SECURITY INTEREST AND PLEDGE
AGREEMENT
SECURITY INTEREST AND PLEDGE AGREEMENT
(“Pledge Agreement”) dated as July 30, 2009, by and
among OmniReliant Holdings, Inc. (“Secured Party”),
Beyond Commerce, Inc. a Nevada corporation with its principal
business address at 9029 South Pecos, Suite 2800, Henderson, NV
89074 (the “Company” or the “Debtor”), and
Beyond Commerce, Inc., as pledgor (the
“Pledgor”).
RECITALS
A. Reference
is made to (i) that certain Purchase Agreement of even date
herewith (the “Purchase Agreement”) to which the
Company and the Secured Party are parties, and (ii) the Transaction
Agreements (as that term is defined in the Loan Agreement),
including, without limitation, the
Debenture. Capitalized terms not otherwise defined
herein shall have the meanings ascribed to them in the relevant
Transaction Agreements.
B. Pursuant
to the Transaction Agreements, the Debtor has certain obligations
to the Secured Party (all such obligations, the
“Obligations”), including, but not limited to,
obligations to pay principal and interest of the Debenture, which
was issued in the original aggregate principal amount of $641,663,
on the Maturity Date. The Debenture Obligations and the
Warrant Obligations are secured by the pledge of certain stock of
the Company. The obligations of the Company and of the
Pledgor, if any, under the Debenture are referred to collectively
as the “Note Obligations.” The obligations
of the Company and of the Pledgor, if any, under the Warrant are
referred to collectively as the “Warrant
Obligations.”
C.
To secure the Debenture Obligations
and the Warrant Obligations, the Pledgor has agreed to pledge
certain shares of treasury Common Stock of the Company and to issue
the certificate in the name of the Secured Party as security for
the performance of the Debenture Obligations and the Warrant
Obligations.
D.
The Pledgor are shareholders, subsidiaries and/or affiliates
of the Debtor and have determined that it is in the Pledgor’
best interests, including to the benefit of the other interests of
the Pledgor in the Company, to provide the pledge referred to
herein.

○ ○ ○ ○

▸ **Aim 1**
Translate this sentence from the pledge agreement into Spanish: "The Debenture Obligations and the Warrant Obligations are secured by the pledge of certain stock of the Company."
▸ **Aim 2**
Carry on the pledge agreement from the end of its recital D, writing the next passage in the same legal style.

▸ **Record set**
○ ○ ○ ○

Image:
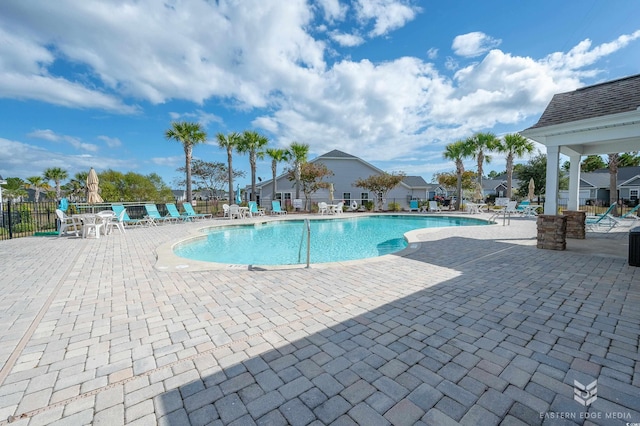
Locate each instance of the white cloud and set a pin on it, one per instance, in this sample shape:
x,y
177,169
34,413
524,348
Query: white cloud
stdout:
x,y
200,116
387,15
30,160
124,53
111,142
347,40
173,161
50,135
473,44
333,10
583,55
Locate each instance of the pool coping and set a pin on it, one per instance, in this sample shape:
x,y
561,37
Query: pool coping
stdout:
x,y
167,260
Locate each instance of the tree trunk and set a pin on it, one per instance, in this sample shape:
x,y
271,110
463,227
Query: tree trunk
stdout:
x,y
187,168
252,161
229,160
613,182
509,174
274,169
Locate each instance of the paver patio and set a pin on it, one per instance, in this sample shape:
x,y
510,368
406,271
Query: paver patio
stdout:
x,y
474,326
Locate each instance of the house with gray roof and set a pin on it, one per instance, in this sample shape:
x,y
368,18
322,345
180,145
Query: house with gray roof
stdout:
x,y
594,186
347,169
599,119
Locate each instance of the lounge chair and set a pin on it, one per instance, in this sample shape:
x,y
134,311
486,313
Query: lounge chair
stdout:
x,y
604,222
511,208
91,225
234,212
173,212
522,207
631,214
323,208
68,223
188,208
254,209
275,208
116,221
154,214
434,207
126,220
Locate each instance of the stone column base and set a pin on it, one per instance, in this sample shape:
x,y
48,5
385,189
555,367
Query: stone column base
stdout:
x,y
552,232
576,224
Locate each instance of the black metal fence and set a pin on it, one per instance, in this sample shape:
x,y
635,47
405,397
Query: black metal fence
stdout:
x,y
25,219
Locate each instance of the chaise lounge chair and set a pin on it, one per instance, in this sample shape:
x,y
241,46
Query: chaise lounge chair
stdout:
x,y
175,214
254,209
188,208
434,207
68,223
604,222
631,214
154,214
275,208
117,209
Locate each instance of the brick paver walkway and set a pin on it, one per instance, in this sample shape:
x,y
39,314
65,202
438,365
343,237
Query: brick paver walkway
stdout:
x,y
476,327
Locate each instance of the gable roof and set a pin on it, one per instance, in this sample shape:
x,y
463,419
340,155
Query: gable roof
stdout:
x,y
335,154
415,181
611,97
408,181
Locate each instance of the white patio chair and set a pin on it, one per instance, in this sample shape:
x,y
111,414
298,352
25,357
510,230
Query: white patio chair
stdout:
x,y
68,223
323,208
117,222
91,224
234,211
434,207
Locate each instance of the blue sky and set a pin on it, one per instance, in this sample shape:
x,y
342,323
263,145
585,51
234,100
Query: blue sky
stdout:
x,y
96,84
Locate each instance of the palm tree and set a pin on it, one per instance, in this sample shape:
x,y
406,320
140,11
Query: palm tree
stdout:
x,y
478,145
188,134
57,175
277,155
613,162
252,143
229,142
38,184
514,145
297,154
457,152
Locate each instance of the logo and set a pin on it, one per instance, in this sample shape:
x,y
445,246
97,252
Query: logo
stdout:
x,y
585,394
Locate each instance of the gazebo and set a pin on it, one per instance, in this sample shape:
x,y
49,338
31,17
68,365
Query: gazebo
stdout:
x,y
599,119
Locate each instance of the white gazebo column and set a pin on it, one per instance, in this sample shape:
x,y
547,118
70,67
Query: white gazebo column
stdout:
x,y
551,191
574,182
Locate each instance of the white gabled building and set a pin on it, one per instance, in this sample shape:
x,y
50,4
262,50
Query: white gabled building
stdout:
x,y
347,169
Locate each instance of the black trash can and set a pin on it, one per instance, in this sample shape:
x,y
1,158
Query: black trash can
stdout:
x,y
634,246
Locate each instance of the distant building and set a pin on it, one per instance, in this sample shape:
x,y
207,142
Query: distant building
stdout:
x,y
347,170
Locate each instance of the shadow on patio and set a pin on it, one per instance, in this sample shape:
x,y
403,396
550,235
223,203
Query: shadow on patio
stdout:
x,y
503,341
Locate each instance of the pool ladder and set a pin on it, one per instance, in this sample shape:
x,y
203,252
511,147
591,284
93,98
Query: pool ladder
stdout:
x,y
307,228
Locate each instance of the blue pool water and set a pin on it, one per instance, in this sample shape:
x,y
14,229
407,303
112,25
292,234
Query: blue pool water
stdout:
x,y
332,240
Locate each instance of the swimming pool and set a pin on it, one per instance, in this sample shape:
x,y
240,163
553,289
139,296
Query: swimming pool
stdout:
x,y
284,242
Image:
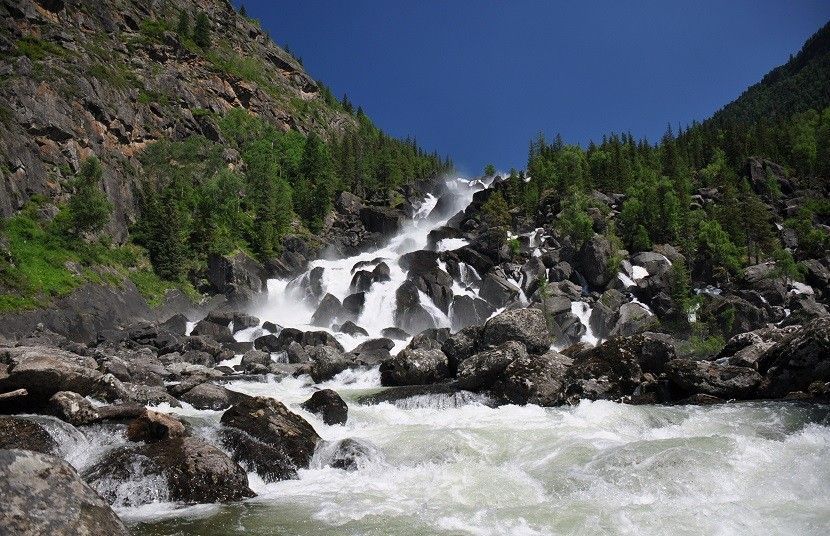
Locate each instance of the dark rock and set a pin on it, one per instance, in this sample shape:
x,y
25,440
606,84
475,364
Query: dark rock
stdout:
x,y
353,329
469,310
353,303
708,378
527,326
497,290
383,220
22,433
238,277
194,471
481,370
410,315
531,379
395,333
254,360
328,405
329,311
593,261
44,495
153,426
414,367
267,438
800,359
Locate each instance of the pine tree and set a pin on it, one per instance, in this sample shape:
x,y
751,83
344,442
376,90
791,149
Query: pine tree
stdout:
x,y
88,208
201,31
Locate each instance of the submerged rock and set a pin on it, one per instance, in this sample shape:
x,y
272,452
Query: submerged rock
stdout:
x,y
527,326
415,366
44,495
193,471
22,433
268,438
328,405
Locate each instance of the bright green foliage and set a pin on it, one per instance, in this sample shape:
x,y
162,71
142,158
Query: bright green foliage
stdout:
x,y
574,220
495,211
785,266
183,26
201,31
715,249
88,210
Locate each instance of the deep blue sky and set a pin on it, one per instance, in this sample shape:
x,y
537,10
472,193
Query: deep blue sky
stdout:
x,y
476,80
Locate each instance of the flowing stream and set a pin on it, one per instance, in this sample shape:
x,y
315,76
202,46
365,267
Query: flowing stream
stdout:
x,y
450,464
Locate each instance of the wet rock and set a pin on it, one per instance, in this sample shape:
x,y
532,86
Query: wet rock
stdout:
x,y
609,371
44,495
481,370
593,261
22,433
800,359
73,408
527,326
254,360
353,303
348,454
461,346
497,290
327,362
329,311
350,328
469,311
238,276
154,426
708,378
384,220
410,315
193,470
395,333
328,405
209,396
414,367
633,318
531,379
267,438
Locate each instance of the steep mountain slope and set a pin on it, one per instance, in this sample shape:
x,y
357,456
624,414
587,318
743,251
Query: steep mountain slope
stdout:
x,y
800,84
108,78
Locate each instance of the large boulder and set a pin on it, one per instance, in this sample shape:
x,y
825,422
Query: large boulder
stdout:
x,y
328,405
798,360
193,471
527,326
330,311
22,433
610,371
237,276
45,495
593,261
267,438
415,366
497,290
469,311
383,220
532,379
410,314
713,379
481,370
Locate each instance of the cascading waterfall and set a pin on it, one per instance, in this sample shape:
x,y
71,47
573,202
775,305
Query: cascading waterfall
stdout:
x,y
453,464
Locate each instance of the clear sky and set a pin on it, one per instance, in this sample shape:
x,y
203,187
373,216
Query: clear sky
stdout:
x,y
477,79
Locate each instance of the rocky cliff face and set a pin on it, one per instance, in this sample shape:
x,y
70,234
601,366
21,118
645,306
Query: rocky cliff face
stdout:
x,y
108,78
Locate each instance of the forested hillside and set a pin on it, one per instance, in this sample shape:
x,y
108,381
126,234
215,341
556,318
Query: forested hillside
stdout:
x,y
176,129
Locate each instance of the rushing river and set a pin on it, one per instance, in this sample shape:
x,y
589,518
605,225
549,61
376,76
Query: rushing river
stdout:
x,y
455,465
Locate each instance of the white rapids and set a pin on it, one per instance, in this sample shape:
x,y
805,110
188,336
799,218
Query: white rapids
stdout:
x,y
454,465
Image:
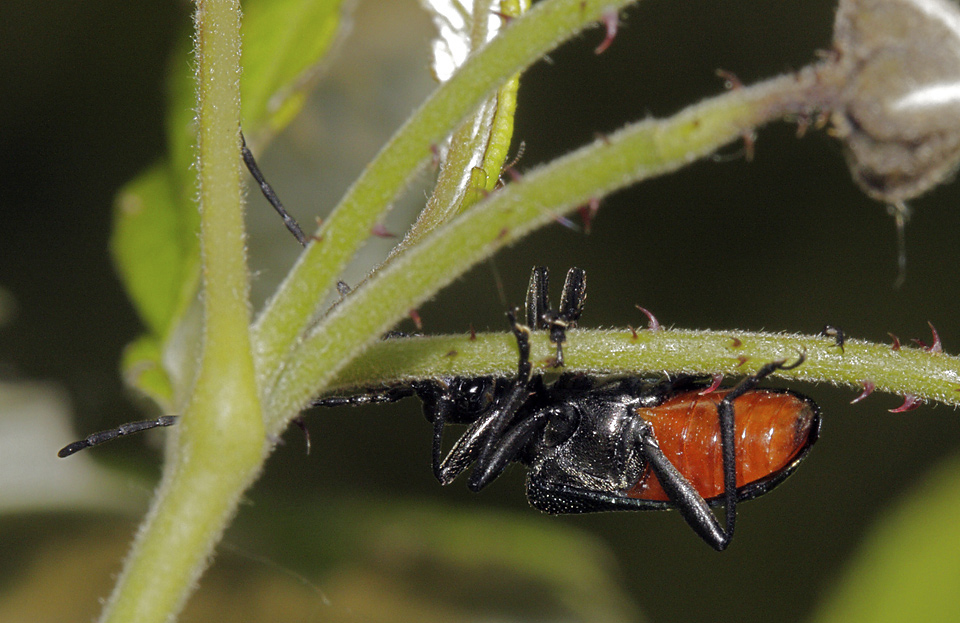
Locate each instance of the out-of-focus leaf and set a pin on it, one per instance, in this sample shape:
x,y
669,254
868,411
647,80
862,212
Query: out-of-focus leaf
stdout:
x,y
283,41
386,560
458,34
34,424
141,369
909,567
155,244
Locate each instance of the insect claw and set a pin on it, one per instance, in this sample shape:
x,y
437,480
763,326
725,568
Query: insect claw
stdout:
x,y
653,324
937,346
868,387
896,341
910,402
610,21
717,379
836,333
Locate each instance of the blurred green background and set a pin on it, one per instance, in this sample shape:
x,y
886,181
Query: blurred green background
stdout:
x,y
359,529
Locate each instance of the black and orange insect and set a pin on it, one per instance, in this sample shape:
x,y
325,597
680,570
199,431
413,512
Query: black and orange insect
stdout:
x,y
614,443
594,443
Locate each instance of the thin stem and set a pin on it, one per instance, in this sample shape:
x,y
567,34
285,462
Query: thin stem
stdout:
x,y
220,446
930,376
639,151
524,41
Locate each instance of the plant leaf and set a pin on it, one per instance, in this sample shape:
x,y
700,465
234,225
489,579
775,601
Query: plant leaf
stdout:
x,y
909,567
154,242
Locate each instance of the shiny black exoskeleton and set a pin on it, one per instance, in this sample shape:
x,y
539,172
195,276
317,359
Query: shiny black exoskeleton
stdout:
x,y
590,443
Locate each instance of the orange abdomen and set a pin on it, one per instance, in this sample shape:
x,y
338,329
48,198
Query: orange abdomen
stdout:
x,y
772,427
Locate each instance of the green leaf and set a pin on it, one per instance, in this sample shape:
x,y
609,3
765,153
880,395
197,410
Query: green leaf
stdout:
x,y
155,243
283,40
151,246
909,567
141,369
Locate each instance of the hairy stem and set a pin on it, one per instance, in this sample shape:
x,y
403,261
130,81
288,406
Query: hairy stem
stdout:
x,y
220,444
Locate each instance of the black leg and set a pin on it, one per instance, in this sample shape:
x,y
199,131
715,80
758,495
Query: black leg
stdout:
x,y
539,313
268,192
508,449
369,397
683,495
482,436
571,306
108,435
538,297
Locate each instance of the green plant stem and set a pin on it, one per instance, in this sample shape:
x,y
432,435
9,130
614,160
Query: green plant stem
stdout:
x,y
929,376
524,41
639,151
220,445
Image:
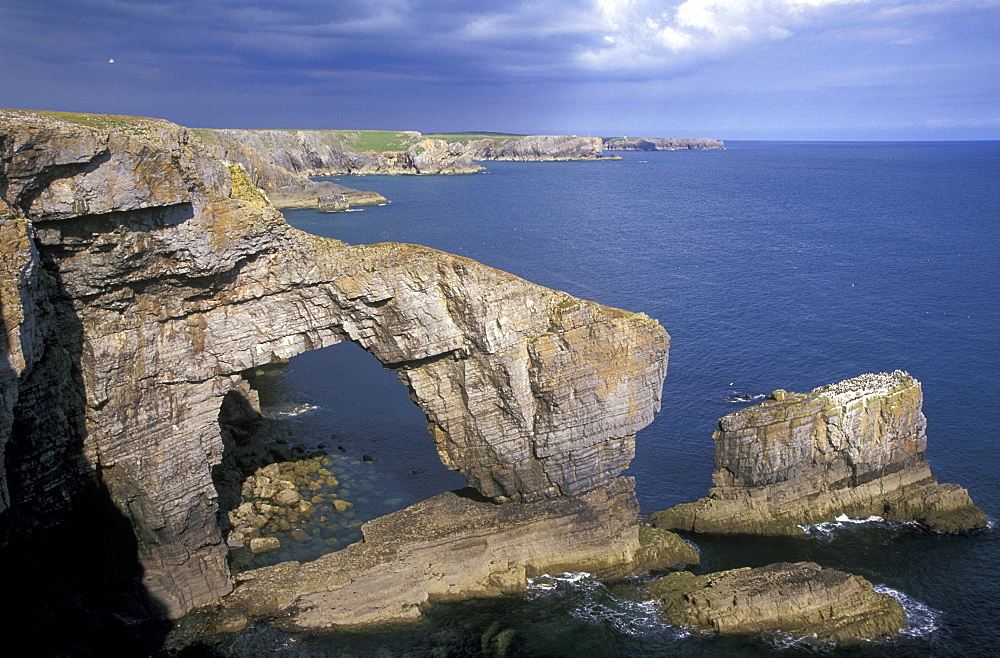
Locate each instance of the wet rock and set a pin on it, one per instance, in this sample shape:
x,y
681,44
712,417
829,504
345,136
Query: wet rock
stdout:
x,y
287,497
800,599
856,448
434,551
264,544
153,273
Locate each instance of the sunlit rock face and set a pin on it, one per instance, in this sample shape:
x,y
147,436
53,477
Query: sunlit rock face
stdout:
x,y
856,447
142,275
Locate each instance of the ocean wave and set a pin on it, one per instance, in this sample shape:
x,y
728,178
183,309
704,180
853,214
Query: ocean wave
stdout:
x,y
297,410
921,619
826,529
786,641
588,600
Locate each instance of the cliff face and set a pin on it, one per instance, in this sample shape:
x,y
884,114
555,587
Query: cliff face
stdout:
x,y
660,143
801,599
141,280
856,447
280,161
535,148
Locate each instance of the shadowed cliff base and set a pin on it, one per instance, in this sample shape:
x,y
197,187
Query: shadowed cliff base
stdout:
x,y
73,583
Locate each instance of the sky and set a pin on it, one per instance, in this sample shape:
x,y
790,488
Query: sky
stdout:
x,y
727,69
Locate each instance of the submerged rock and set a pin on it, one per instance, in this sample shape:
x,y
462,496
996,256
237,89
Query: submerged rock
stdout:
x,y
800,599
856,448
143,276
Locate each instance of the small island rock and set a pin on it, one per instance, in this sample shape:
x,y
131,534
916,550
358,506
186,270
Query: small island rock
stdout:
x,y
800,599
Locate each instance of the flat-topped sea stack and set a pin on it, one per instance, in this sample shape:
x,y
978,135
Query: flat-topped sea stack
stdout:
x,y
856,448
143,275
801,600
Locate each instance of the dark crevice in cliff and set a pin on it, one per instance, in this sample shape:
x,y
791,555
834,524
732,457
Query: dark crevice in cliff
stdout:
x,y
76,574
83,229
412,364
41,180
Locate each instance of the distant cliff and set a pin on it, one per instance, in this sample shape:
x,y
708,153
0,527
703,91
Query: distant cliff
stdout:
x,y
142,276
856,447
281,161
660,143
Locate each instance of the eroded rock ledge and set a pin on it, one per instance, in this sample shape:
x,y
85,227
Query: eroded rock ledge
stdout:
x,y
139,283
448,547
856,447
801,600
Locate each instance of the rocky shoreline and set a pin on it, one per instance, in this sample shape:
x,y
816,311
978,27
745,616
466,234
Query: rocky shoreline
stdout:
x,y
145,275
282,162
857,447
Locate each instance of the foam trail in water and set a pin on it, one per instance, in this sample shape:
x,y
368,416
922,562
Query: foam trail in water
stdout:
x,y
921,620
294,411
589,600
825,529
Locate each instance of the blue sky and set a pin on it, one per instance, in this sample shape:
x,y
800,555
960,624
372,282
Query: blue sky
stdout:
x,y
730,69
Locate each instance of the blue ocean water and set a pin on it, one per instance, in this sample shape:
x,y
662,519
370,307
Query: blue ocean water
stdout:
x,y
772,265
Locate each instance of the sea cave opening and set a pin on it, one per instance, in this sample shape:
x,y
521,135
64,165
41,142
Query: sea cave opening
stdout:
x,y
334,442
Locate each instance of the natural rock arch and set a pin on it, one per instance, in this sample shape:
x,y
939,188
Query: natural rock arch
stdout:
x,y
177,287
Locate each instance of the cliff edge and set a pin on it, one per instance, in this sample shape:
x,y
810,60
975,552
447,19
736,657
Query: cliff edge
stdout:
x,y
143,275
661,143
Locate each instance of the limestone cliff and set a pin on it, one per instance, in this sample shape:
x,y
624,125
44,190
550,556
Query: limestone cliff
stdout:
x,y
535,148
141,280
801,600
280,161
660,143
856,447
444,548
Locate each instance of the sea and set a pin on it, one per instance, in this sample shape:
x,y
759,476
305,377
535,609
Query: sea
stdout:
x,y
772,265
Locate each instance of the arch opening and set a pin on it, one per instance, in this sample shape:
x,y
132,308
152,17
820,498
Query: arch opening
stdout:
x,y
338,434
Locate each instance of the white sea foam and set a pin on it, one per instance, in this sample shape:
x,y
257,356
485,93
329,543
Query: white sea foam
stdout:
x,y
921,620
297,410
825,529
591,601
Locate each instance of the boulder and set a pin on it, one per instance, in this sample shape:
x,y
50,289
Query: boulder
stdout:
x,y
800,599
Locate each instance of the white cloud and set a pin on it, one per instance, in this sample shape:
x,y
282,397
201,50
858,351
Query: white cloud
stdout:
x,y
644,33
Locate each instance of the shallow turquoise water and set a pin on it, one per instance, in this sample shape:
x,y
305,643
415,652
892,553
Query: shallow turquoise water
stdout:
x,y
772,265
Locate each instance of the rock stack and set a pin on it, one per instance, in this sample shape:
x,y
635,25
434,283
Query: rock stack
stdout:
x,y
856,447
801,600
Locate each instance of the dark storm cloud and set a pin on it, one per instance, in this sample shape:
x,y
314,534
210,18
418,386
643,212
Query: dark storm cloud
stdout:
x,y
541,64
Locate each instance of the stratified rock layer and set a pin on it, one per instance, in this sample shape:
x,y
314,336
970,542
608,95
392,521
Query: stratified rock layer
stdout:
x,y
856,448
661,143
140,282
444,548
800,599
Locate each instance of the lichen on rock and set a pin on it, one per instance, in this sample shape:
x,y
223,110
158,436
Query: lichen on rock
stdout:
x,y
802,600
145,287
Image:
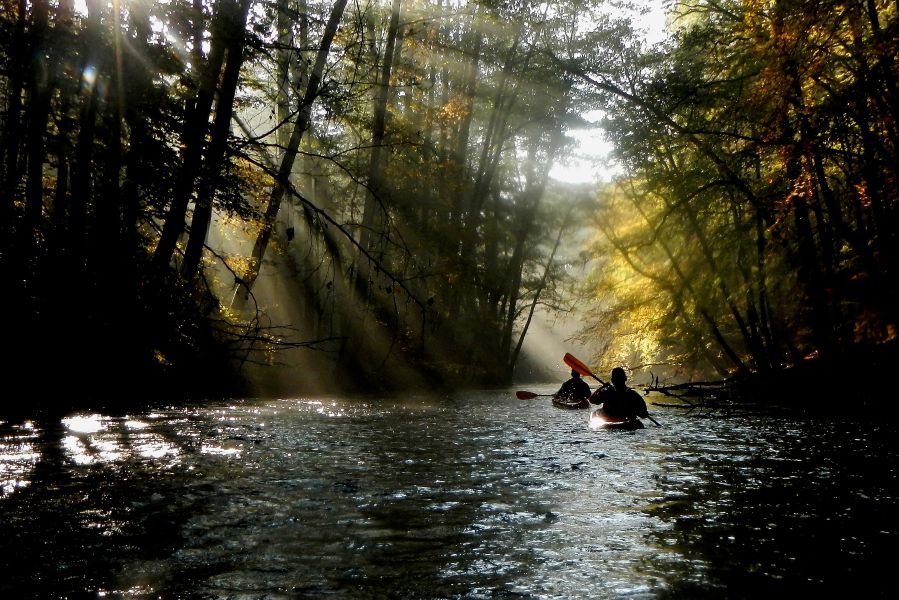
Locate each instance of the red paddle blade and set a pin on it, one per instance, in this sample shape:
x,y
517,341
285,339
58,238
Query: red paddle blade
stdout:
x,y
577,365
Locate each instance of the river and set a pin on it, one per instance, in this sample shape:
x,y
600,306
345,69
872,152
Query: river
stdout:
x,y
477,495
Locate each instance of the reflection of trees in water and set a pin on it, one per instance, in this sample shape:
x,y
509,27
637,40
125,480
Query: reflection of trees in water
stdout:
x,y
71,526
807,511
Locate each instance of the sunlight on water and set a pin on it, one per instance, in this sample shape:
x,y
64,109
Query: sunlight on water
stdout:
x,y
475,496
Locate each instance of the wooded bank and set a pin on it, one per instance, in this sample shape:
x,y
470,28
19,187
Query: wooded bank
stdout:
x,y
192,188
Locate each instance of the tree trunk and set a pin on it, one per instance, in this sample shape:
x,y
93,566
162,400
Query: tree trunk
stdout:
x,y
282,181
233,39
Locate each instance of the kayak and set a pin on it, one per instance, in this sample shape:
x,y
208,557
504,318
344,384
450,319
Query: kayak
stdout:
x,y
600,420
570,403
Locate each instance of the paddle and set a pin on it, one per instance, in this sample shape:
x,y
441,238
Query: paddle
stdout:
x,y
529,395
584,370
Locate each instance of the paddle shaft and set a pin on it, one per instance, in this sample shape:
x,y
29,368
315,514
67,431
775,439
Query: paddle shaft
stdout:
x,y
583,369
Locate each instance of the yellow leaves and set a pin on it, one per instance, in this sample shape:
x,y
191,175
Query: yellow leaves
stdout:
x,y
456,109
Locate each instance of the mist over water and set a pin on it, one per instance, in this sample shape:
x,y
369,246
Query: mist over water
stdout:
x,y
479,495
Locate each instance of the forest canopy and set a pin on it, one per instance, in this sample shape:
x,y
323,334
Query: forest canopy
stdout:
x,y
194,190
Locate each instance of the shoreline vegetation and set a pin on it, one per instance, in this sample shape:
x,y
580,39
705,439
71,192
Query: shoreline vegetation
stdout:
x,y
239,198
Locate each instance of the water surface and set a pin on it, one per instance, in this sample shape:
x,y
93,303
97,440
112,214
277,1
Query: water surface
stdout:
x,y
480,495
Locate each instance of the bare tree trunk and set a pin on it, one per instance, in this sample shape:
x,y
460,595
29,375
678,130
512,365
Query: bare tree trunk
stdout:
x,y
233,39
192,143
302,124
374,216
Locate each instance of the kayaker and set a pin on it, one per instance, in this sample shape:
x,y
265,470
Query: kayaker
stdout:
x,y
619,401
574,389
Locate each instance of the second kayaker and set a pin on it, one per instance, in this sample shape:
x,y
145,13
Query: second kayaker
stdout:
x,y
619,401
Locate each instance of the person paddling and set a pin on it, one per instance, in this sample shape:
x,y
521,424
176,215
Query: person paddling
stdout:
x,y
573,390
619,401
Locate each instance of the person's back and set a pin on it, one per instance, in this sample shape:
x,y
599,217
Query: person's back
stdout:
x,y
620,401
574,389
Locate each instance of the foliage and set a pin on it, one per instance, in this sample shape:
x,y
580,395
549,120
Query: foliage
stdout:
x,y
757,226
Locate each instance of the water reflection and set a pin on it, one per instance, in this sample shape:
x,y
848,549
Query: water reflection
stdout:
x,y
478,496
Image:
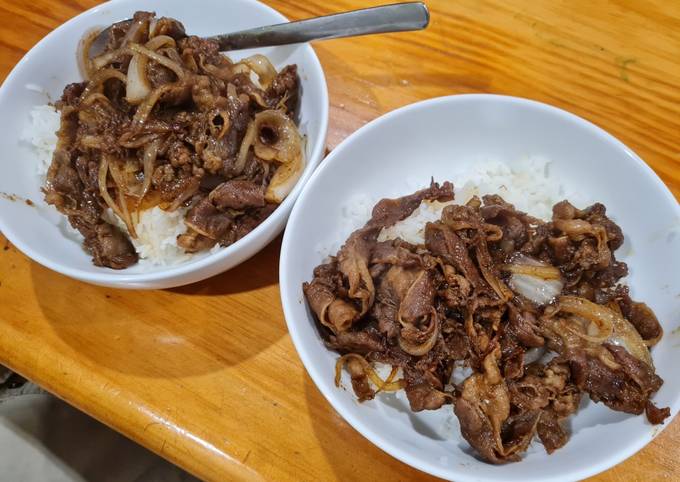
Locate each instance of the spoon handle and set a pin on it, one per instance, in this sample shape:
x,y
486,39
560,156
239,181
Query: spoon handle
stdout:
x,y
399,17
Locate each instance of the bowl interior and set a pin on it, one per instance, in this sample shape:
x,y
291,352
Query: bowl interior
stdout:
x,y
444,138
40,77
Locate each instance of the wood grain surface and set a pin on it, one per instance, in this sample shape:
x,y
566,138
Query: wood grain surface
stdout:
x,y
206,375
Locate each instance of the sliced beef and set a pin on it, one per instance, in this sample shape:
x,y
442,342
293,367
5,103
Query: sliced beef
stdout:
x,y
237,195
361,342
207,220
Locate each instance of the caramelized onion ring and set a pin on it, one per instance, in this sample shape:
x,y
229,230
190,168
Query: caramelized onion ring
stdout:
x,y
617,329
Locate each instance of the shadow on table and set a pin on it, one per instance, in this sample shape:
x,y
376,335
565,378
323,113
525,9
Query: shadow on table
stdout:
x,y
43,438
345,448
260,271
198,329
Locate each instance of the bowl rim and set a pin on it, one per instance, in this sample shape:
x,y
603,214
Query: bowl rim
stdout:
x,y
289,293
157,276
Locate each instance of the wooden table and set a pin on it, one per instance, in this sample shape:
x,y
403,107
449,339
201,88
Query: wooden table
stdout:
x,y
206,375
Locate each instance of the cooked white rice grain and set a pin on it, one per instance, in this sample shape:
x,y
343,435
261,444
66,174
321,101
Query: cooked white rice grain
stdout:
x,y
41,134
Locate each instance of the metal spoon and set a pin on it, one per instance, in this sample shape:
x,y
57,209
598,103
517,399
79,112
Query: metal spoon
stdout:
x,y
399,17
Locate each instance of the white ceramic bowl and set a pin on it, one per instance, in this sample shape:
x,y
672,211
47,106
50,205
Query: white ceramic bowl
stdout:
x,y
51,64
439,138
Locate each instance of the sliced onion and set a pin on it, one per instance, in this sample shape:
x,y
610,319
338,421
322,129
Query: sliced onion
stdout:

○ ○ ○ ○

▸ **Task result 1**
Las Obligaciones del Debenture y las Obligaciones del Warrant están garantizadas mediante la prenda de ciertas acciones de la Compañía.

▸ **Task result 2**
E. The
Secured Party is willing to enter into the Purchase Agreement and
the other Transaction Agreements only upon receiving the
Pledgor’ pledge of certain stock of the Company, as set forth
in this Pledge Agreement.
NOW, THEREFORE, in consideration of the
premises, the mutual covenants and conditions contained herein, and
for other good and valuable consideration, the receipt and
sufficiency of which are hereby acknowledged, the parties hereto
hereby agree as follows:
1.
Grant of Security Interest .
(a) To
secure the Debenture Obligations and the Warrant Obligations of
Debtor, the Pledgor hereby pledge to the Secured Party (i) all of
the shares of Common Stock (the “Pledged Shares”) set
forth on the attached Schedule 2 of this
Agreement. Unless otherwise set forth on Schedule 2 of
this Agreement, the Pledgor are the beneficial and record owner of
the Pledged Shares set forth opposite the Pledgor’s name on
such Schedule. Such Pledged Shares are hereinafter
referred to as the “Collateral.”
(b) The
Company represents and warrants to the Secured Party that the
Pledged Shares are duly authorized, validly issued, fully paid and
non-assessable and that it will not permit the transfer of the
Pledged Shares except in accordance with this Pledge Agreement
while the same is in effect.
(c) (i) The
Company has given written notice to the Transfer
Agent instructing the issuance of the Pledged Shares in
the name of the Secured Party to be held as collateral;
and
(ii) The
Pledgor hereby consent to the provisions of the preceding
subparagraph (i) and authorizes the Company to provide such notice
and instructions to the Transfer Agent.
2.
Obligations Secured . During the term hereof, the
Collateral shall secure the following:
(a) The
performance by the Company of the Debenture Obligations and the
Warrant Obligations; and
(b) The
payment of all fees and the delivery of all stock other than
principal and interest under the Debenture.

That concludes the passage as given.